- **Problem to solve**: Format the lines below as a numbered list, omitting any blank lines.

— start Provided records —

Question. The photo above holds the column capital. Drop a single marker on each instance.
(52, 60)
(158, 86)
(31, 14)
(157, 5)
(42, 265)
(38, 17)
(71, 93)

— end Provided records —

- **Finished exercise**:
1. Question. The photo above holds the column capital. Drop a single marker on each instance.
2. (52, 60)
3. (158, 86)
4. (31, 14)
5. (157, 5)
6. (42, 265)
7. (38, 17)
8. (71, 93)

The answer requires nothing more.